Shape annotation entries
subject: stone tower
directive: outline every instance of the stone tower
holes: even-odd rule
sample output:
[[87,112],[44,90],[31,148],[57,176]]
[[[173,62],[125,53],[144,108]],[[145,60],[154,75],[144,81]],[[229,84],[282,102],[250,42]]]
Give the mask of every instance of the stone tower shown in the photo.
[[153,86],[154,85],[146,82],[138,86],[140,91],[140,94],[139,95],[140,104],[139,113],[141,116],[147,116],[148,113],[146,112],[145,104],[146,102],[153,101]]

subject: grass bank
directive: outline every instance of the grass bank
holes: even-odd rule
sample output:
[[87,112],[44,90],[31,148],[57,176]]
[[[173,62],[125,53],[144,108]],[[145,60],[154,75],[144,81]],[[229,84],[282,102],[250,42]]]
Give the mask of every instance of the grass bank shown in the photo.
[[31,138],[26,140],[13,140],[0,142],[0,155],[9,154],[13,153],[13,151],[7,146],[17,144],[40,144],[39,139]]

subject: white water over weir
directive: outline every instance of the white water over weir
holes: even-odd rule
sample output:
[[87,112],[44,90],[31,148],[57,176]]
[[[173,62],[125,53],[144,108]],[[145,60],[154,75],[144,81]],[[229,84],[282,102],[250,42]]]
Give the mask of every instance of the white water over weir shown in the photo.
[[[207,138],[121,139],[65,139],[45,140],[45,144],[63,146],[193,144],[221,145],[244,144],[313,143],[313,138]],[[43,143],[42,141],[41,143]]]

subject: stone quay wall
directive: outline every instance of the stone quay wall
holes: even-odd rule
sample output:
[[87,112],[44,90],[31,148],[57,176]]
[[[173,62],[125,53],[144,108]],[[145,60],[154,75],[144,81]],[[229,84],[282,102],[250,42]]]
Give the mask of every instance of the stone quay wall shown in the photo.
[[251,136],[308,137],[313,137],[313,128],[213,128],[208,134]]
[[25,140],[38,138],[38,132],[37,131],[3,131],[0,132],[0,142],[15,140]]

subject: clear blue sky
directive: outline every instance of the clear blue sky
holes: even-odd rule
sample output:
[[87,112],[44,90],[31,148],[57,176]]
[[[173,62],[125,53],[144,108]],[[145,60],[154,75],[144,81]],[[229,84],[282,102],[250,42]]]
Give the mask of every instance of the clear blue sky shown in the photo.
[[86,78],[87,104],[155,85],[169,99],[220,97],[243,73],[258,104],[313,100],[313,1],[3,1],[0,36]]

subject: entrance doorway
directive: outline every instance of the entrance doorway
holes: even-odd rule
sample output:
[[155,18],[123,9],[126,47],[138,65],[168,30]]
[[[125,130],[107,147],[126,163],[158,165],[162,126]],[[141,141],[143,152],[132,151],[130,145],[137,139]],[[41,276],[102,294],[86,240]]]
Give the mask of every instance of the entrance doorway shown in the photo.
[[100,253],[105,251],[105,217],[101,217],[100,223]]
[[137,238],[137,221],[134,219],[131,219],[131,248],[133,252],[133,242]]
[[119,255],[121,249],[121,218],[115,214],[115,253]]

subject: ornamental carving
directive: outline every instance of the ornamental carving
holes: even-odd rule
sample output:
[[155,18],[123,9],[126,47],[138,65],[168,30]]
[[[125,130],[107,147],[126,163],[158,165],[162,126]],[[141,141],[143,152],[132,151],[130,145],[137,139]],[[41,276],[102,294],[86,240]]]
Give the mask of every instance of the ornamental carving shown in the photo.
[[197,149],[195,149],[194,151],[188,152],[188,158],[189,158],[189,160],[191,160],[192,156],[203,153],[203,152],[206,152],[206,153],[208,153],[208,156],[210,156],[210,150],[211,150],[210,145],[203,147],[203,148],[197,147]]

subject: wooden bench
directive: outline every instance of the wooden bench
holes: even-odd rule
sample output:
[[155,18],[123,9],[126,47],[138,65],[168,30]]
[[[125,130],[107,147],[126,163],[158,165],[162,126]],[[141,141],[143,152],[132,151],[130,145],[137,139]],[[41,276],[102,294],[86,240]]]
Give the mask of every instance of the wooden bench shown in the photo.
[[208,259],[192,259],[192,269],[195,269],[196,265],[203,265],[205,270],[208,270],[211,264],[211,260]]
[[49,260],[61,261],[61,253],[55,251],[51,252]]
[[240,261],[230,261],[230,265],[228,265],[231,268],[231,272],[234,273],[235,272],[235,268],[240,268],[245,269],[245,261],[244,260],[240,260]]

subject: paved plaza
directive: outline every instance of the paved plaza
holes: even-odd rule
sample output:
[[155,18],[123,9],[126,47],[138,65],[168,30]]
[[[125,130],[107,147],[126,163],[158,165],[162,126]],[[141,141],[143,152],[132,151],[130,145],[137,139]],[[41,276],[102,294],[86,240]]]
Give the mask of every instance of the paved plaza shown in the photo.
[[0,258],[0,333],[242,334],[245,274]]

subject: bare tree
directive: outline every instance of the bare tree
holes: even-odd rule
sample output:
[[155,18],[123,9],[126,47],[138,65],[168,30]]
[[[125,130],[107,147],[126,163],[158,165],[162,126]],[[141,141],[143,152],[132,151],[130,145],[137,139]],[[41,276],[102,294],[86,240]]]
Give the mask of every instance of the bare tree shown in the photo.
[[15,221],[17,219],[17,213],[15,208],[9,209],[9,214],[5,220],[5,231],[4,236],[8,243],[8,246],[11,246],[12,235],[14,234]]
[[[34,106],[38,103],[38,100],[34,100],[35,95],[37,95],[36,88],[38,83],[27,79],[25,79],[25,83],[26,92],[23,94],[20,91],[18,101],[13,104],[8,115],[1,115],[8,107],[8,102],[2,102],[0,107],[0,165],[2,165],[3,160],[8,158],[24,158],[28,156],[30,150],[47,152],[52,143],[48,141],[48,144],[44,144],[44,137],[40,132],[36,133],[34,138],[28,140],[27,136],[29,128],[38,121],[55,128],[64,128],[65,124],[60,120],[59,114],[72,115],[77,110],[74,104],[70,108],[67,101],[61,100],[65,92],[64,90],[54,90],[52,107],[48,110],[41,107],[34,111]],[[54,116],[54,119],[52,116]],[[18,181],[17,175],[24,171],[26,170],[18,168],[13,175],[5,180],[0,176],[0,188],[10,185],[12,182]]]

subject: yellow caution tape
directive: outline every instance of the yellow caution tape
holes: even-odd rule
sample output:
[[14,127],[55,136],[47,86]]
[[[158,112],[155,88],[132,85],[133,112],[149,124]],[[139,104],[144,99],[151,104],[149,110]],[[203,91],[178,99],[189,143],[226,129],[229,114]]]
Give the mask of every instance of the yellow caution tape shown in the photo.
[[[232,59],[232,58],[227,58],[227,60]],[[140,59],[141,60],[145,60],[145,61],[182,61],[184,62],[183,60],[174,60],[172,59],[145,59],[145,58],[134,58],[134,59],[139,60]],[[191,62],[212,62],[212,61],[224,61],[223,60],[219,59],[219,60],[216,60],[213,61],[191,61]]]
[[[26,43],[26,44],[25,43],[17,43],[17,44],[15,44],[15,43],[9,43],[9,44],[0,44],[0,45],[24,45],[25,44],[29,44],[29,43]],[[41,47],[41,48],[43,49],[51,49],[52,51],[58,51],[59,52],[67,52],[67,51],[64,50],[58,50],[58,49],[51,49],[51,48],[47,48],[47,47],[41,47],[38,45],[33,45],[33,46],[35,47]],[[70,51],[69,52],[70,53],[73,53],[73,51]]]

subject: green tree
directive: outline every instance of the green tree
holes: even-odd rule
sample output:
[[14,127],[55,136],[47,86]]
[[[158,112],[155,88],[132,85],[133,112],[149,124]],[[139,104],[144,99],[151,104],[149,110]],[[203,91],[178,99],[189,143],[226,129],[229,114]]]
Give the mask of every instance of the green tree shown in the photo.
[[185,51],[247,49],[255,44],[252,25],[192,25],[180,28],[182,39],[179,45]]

GIVEN TASK
Reproduce the material above in full, substituting "instruction" for each occurrence of "directive" and keeping all other text unchanged.

RESULT BELOW
subject: stone tower
instruction: outline every instance of the stone tower
holes: even-odd rule
sample output:
[[87,112],[44,90],[31,148],[57,176]]
[[[173,62],[125,53],[144,108]],[[145,60],[154,75],[144,81]],[[229,84],[282,102],[250,42]]]
Give the mask of every instance of the stone tower shown in the photo.
[[153,86],[154,85],[146,82],[138,86],[140,91],[140,94],[139,95],[140,104],[139,113],[141,116],[147,116],[148,113],[146,112],[145,104],[146,102],[153,101]]

subject: grass bank
instruction: outline every instance of the grass bank
holes: even-odd rule
sample output:
[[87,112],[44,90],[31,148],[57,176]]
[[[173,62],[125,53],[144,108]],[[145,60],[154,75],[144,81]],[[229,84],[282,102],[250,42]]]
Give the mask of every instance of the grass bank shown in the photo.
[[31,138],[26,140],[13,140],[0,142],[0,155],[9,154],[13,153],[13,151],[7,146],[17,144],[40,144],[39,139]]

subject: white water over weir
instruction: outline every instance of the white water over weir
holes: even-odd rule
sample output:
[[87,112],[44,90],[31,148],[57,176]]
[[[173,62],[125,53],[144,108]],[[145,60],[154,75],[144,81]],[[229,84],[282,102],[250,42]]]
Give the mask of every instance of the white water over weir shown in the photo.
[[[207,138],[121,139],[65,139],[45,140],[45,144],[63,146],[193,144],[221,145],[244,144],[313,143],[313,138]],[[43,143],[42,141],[41,143]]]

subject: stone quay wall
instruction: outline every instance of the stone quay wall
holes: even-odd rule
sample output:
[[87,112],[44,90],[31,148],[57,176]]
[[[173,62],[125,53],[144,108]],[[145,60],[154,75],[144,81]],[[229,84],[282,102],[250,42]]]
Give the mask of every instance of the stone quay wall shown in the photo.
[[251,136],[308,137],[313,137],[313,128],[213,128],[208,134]]
[[25,140],[38,138],[38,132],[37,131],[3,131],[0,132],[0,142],[15,140]]

subject: clear blue sky
instruction: outline every instance of the clear blue sky
holes: even-odd rule
sample output:
[[87,112],[44,90],[31,148],[57,176]]
[[[173,62],[125,53],[144,108]],[[145,60],[154,75],[144,81]],[[229,84],[282,102],[250,42]]]
Give the mask of every instance of the clear blue sky shown in the photo.
[[86,78],[87,104],[155,85],[169,99],[220,97],[243,73],[258,104],[313,100],[313,1],[3,1],[0,36]]

subject: entrance doorway
instruction: outline every instance of the entrance doorway
holes: even-odd rule
sample output:
[[155,18],[123,9],[126,47],[138,65],[168,30]]
[[[125,130],[107,147],[126,163],[158,165],[162,126]],[[141,141],[143,152],[132,151],[130,145],[137,139]],[[41,276],[102,294],[86,240]]]
Give the mask of every instance of the entrance doorway shown in the photo.
[[100,253],[105,251],[105,217],[101,217],[100,223]]
[[137,238],[137,221],[134,219],[131,219],[131,248],[133,252],[133,242]]
[[119,255],[121,249],[121,218],[115,214],[115,253]]

subject: ornamental carving
instruction: outline every instance of the ornamental carving
holes: even-odd rule
sample output:
[[155,18],[123,9],[126,47],[138,65],[168,30]]
[[[125,130],[107,147],[126,163],[158,165],[162,126]],[[141,141],[143,152],[132,151],[130,145],[137,139]],[[41,276],[102,294],[86,240]]]
Give the mask of every instance of the ornamental carving shown in the photo.
[[197,149],[195,149],[194,151],[188,152],[188,158],[189,158],[189,160],[191,160],[192,156],[203,153],[203,152],[206,152],[206,153],[208,153],[208,156],[210,156],[210,150],[211,150],[210,145],[203,147],[203,148],[197,147]]

subject: wooden bench
instruction: outline every instance of the wooden bench
holes: even-odd rule
sample output:
[[155,18],[123,9],[126,47],[138,65],[168,30]]
[[[125,130],[107,147],[126,163],[158,165],[162,126]],[[141,141],[143,152],[132,151],[130,145],[137,139]],[[41,276],[102,294],[86,240]]]
Give the mask of every instance of the wooden bench shown in the photo.
[[208,259],[192,259],[192,269],[195,269],[196,265],[203,265],[205,270],[208,270],[211,264],[211,260]]
[[49,260],[61,261],[61,253],[55,251],[51,252]]
[[240,261],[230,261],[230,265],[228,265],[231,268],[231,272],[234,273],[235,272],[235,268],[240,268],[245,269],[245,261],[244,260],[240,260]]

subject: paved plaza
instruction: outline every instance of the paved plaza
holes: even-odd rule
sample output:
[[155,18],[123,9],[126,47],[138,65],[168,30]]
[[[125,130],[107,147],[126,163],[158,165],[162,126]],[[141,141],[143,152],[132,151],[130,145],[137,139]],[[41,276],[102,294],[86,240]]]
Give the mask of every instance of the paved plaza shown in the photo.
[[0,258],[0,333],[242,334],[245,274]]

subject: bare tree
instruction: outline every instance of the bare tree
holes: even-odd rule
sample output:
[[155,18],[123,9],[126,47],[138,65],[168,30]]
[[[125,130],[107,147],[126,163],[158,165],[162,126]],[[141,141],[143,152],[132,151],[130,145],[137,139]],[[41,276],[102,294],[86,240]]]
Give the mask of every instance of the bare tree shown in the photo.
[[15,221],[17,219],[17,213],[15,208],[9,209],[9,214],[5,220],[5,231],[4,236],[8,243],[8,246],[11,246],[12,235],[14,234]]
[[[34,106],[38,103],[38,100],[34,100],[35,95],[37,95],[36,88],[38,83],[27,79],[25,79],[25,83],[26,92],[23,94],[20,91],[18,101],[13,104],[8,115],[1,115],[8,107],[8,102],[2,102],[0,107],[0,165],[2,165],[3,160],[8,158],[24,158],[28,156],[30,150],[47,152],[52,143],[48,141],[48,144],[44,144],[44,137],[40,132],[36,133],[34,138],[28,140],[27,136],[29,128],[38,121],[55,128],[64,128],[65,124],[60,120],[59,114],[72,115],[77,110],[74,104],[70,108],[67,101],[61,100],[65,92],[64,90],[54,90],[52,107],[48,110],[41,107],[34,111]],[[54,116],[54,119],[52,116]],[[18,181],[17,175],[24,171],[26,170],[18,168],[13,175],[5,180],[0,176],[0,188],[10,185],[12,182]]]

subject: yellow caution tape
instruction: outline every instance of the yellow caution tape
holes: even-odd rule
sample output:
[[14,127],[55,136],[47,86]]
[[[158,112],[155,88],[132,85],[133,112],[149,124]],[[139,104],[144,99],[151,104],[149,110]],[[203,91],[178,99],[189,143],[226,129],[229,114]]]
Give the mask of every instance of the yellow caution tape shown in the photo.
[[[232,59],[232,58],[227,58],[227,60]],[[140,59],[141,60],[145,60],[145,61],[182,61],[184,62],[183,60],[174,60],[172,59],[145,59],[145,58],[134,58],[134,59],[139,60]],[[191,62],[212,62],[212,61],[224,61],[223,60],[219,59],[219,60],[216,60],[213,61],[191,61]]]
[[[26,43],[26,44],[25,43],[17,43],[17,44],[15,44],[15,43],[9,43],[9,44],[0,44],[0,45],[24,45],[25,44],[29,44],[29,43]],[[41,47],[41,48],[43,49],[51,49],[52,51],[58,51],[59,52],[67,52],[67,51],[64,50],[58,50],[58,49],[51,49],[51,48],[47,48],[47,47],[41,47],[38,45],[33,45],[33,46],[35,47]],[[70,51],[69,52],[70,53],[73,53],[73,51]]]

subject: green tree
instruction: outline every instance of the green tree
holes: even-odd rule
sample output:
[[14,127],[55,136],[47,86]]
[[[158,112],[155,88],[132,85],[133,112],[149,124]],[[139,104],[144,99],[151,104],[149,110]],[[203,91],[178,99],[189,143],[226,129],[229,114]]]
Give the mask of every instance of the green tree shown in the photo.
[[185,51],[247,49],[255,44],[252,25],[192,25],[180,28],[182,39],[179,45]]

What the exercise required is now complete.